* [GIVEN EXERCISE A]: In the PostgreSQL migration guide, which of the two migration methods is recommended?
* [GIVEN EXERCISE B]: Resume the PostgreSQL migration guide after its last sentence.

:: GIVEN PASSAGE ::

Migrating databases to Managed Service for PostgreSQL

To migrate your database to Managed Service for PostgreSQL, you need to transfer the data directly, close the old database for writing, and then transfer the load to the database cluster in Yandex.Cloud.

There are two ways to migrate data to a Managed Service for PostgreSQL cluster:

  • Logical replication is the recommended method (subscriptions). The subscription mechanism that logical replication is built on lets data be transferred to the Managed Service for PostgreSQL cluster with minimal downtime.
  • Restoring a database from a dump using pg_dump.

Below, the DBMS server you are transferring data from is called the source server, and the Managed Service for PostgreSQL cluster that you are migrating to is the destination server.

The instructions assume that you are familiar with basic Linux administration.

Logical replication

Logical replication is supported as of PostgreSQL ver. 10. In addition to migrating data between the same DBMS versions, logical replication allows you to migrate from PostgreSQL version 10 to 11: after configuring replication from the source server with PostgreSQL 10 to the destination server with PostgreSQL 11, just follow the migration steps.

:::
:: SUPPLIED INFORMATION ::

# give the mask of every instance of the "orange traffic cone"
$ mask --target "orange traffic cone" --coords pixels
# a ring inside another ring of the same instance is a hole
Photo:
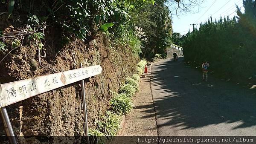
[[[145,69],[144,70],[144,73],[148,73],[148,68],[147,68],[147,65],[145,65]]]

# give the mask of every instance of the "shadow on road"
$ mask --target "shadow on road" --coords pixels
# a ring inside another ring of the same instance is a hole
[[[214,80],[210,75],[208,82],[201,77],[200,72],[180,61],[169,59],[152,66],[157,118],[163,121],[158,127],[170,126],[184,130],[235,122],[239,123],[233,130],[256,125],[253,91]]]

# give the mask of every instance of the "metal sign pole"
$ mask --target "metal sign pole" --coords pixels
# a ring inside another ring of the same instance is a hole
[[[82,63],[80,63],[80,67],[83,67]],[[87,121],[87,112],[86,111],[86,103],[85,103],[85,91],[84,90],[84,80],[81,81],[81,87],[82,89],[82,95],[83,96],[83,107],[84,108],[84,129],[85,130],[85,135],[86,137],[86,142],[90,144],[89,139],[89,135],[88,133],[88,122]]]
[[[12,127],[12,124],[6,109],[4,107],[0,108],[0,114],[2,116],[5,130],[10,143],[11,144],[17,144],[17,141],[14,135]]]

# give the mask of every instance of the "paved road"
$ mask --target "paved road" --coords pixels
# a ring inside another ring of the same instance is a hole
[[[256,136],[255,91],[215,79],[170,59],[151,66],[160,136]]]

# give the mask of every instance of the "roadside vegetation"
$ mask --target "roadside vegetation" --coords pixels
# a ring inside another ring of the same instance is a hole
[[[186,61],[200,66],[204,60],[212,73],[242,81],[256,79],[256,2],[243,0],[244,13],[237,6],[237,17],[211,17],[180,39]]]
[[[100,119],[96,121],[96,128],[89,129],[93,143],[105,144],[106,141],[116,135],[120,128],[122,115],[129,113],[133,108],[132,97],[139,90],[140,76],[146,64],[146,61],[140,61],[137,64],[137,73],[127,77],[117,92],[110,90],[112,94],[109,101],[111,107],[104,114],[102,114]]]

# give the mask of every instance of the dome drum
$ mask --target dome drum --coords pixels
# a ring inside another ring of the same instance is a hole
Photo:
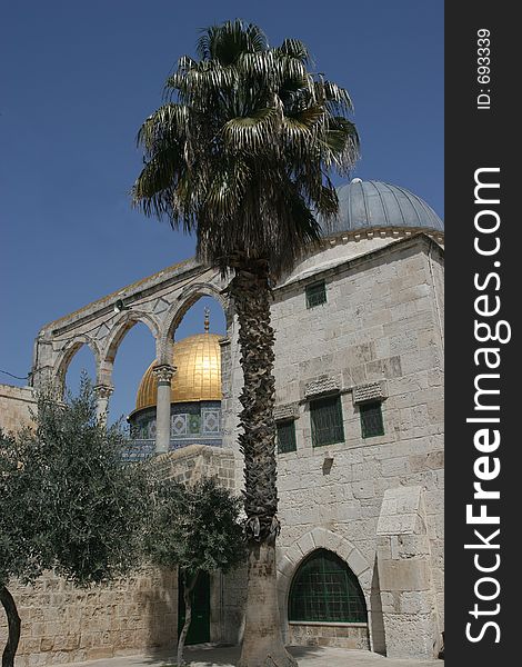
[[[221,336],[201,334],[173,345],[170,449],[194,442],[221,446]],[[130,436],[147,446],[157,435],[157,384],[153,361],[141,380]]]

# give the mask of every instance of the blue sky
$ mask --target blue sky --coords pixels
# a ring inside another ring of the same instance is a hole
[[[403,186],[442,217],[442,0],[2,3],[0,369],[26,376],[44,323],[193,253],[193,239],[130,207],[135,133],[199,30],[237,17],[271,43],[302,39],[315,70],[348,88],[362,147],[352,176]],[[202,331],[202,310],[180,337]],[[112,416],[132,410],[153,356],[150,334],[134,327],[117,356]],[[93,369],[86,349],[72,386],[82,367]]]

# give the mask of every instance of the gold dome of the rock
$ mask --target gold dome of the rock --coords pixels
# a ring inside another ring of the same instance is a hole
[[[221,400],[221,349],[218,334],[198,334],[174,342],[172,365],[177,371],[171,382],[171,402]],[[145,370],[135,410],[155,406],[155,360]]]

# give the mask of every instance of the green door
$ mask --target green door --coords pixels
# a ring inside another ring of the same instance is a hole
[[[179,580],[178,595],[178,637],[184,624],[183,583]],[[203,644],[210,641],[210,576],[200,573],[198,583],[192,590],[192,621],[185,644]]]

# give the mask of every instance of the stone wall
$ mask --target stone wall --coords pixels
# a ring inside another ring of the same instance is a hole
[[[34,586],[11,583],[22,621],[16,667],[61,665],[172,647],[178,577],[148,569],[88,590],[48,573]],[[7,628],[0,615],[0,643]]]
[[[234,461],[229,450],[204,445],[155,458],[158,474],[190,482],[215,476],[233,488]],[[238,640],[238,599],[244,599],[244,569],[211,576],[210,634],[213,641]],[[145,569],[110,586],[80,590],[52,573],[36,585],[13,581],[10,590],[22,619],[17,667],[58,665],[118,655],[150,653],[175,646],[178,574]],[[242,597],[243,596],[243,597]],[[0,618],[0,643],[6,624]]]
[[[0,428],[16,432],[32,424],[31,410],[37,404],[31,387],[0,385]]]
[[[430,571],[436,607],[443,606],[442,255],[435,242],[420,235],[377,246],[348,242],[331,256],[331,263],[323,261],[322,252],[315,266],[310,258],[298,266],[275,290],[272,306],[277,404],[291,406],[298,417],[297,451],[278,457],[280,576],[291,580],[313,548],[319,527],[331,536],[331,546],[317,547],[344,559],[357,551],[354,567],[367,599],[371,645],[383,650],[377,525],[387,489],[423,489]],[[327,302],[308,309],[305,286],[319,279],[325,280]],[[234,447],[242,386],[235,328],[229,339],[224,444]],[[313,382],[339,389],[343,442],[312,447],[307,387]],[[384,435],[364,439],[354,390],[368,382],[383,387]],[[235,482],[242,487],[238,451]],[[337,549],[340,540],[343,547]],[[290,628],[287,610],[288,586],[281,596],[283,630],[288,640],[301,641],[303,635]],[[334,644],[327,628],[321,634],[314,627],[313,636]]]

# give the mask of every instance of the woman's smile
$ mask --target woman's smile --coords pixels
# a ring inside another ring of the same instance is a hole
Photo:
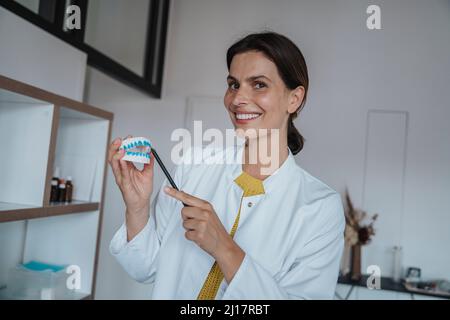
[[[246,124],[258,119],[262,114],[256,112],[234,112],[237,124]]]

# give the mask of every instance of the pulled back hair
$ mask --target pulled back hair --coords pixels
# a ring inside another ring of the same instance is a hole
[[[293,154],[303,149],[305,139],[294,125],[300,111],[306,103],[308,93],[308,68],[300,49],[287,37],[275,32],[252,33],[234,43],[227,51],[227,67],[230,70],[233,57],[239,53],[258,51],[263,53],[276,66],[278,74],[286,87],[294,90],[298,86],[305,88],[303,101],[294,113],[289,115],[287,140]]]

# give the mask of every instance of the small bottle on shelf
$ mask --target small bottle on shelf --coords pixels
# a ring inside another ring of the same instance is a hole
[[[56,167],[53,172],[53,178],[51,182],[50,189],[50,202],[58,202],[59,201],[59,168]]]
[[[59,182],[59,202],[66,202],[66,183],[64,179]]]
[[[73,193],[73,184],[72,184],[72,177],[67,177],[66,181],[66,202],[71,203],[72,202],[72,193]]]

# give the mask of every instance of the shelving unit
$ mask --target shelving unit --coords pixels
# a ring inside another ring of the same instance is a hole
[[[11,268],[36,260],[79,266],[81,289],[72,298],[94,297],[112,120],[0,76],[0,288]],[[56,166],[73,178],[71,203],[50,202]]]

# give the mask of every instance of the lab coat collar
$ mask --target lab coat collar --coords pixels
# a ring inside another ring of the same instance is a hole
[[[234,152],[236,152],[236,158],[238,161],[235,165],[232,166],[229,171],[229,178],[234,184],[234,179],[236,179],[239,175],[242,174],[242,155],[244,152],[245,144],[238,144],[236,148],[234,148]],[[288,157],[281,164],[281,166],[276,169],[270,176],[263,180],[264,190],[267,194],[270,192],[275,186],[277,181],[287,181],[283,179],[285,176],[289,175],[289,172],[297,165],[294,159],[294,155],[292,151],[288,148]]]

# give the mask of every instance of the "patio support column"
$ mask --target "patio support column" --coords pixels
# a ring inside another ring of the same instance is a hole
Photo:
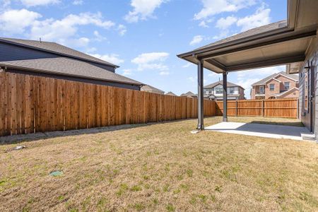
[[[228,73],[223,72],[223,122],[228,122]]]
[[[198,126],[197,129],[204,130],[204,61],[198,61]]]

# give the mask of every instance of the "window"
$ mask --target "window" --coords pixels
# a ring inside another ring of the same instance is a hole
[[[289,82],[284,83],[284,88],[285,90],[289,90]]]
[[[222,94],[223,93],[223,88],[216,88],[216,94]]]
[[[264,86],[259,86],[259,94],[264,94]]]

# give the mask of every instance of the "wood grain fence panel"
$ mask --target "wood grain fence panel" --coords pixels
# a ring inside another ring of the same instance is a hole
[[[0,136],[197,117],[198,100],[0,71]],[[223,102],[204,100],[204,116]],[[297,99],[228,101],[229,116],[297,117]]]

:::

* [EXERCISE OUTPUT A]: Logical replication (subscriptions).

* [EXERCISE OUTPUT B]:
In Managed Service for PostgreSQL clusters, subscriptions can be used by the database owner (a user created simultaneously with the cluster) and users with the mdb.admin role for the cluster.

Migration stages:

  1. Configure the source server.
  2. Export the database schema on the source.
  3. Create a destination cluster and restore the database schema.
  4. Create a PostgreSQL publication and subscription.
  5. Transfer the PostgreSQL sequence after replication.
  6. Disable the replication and transfer the load.

Configure the server with the data source

  1. Specify the necessary SSL and WAL settings in the postgresql.conf file. In Debian and Ubuntu, the default path to this file is /etc/postgresql/10/main/postgresql.conf.

    1. We recommend using SSL for migrating data: this will not only help encrypt data, but also compress it. For more information, see SSL Support and Database Connection Control Functions in the PostgreSQL documentation.

      To enable SSL, set the desired value in the configuration:

      ssl = on                   # on, off
      
    2. Change the logging level for Write Ahead Log (WAL) to add the information needed for logical replication. To do this, set the value of the wal_level as logical.

      The setting can be changed in postgresql.conf. Find the line with the wal_level setting, comment it out if necessary, and set the value as logical:

      wal_level = logical                    # minimal, replica, or logical
      
  2. Configure host authentication on the source. To do this, add the cluster hosts in Yandex.Cloud to the file pg_hba.conf (on Debian and Ubuntu distributions, the default path is /etc/postgresql/10/main/pg_hba.conf).

    For this the lines that will allow incoming connections to the database from the specified hosts should be added.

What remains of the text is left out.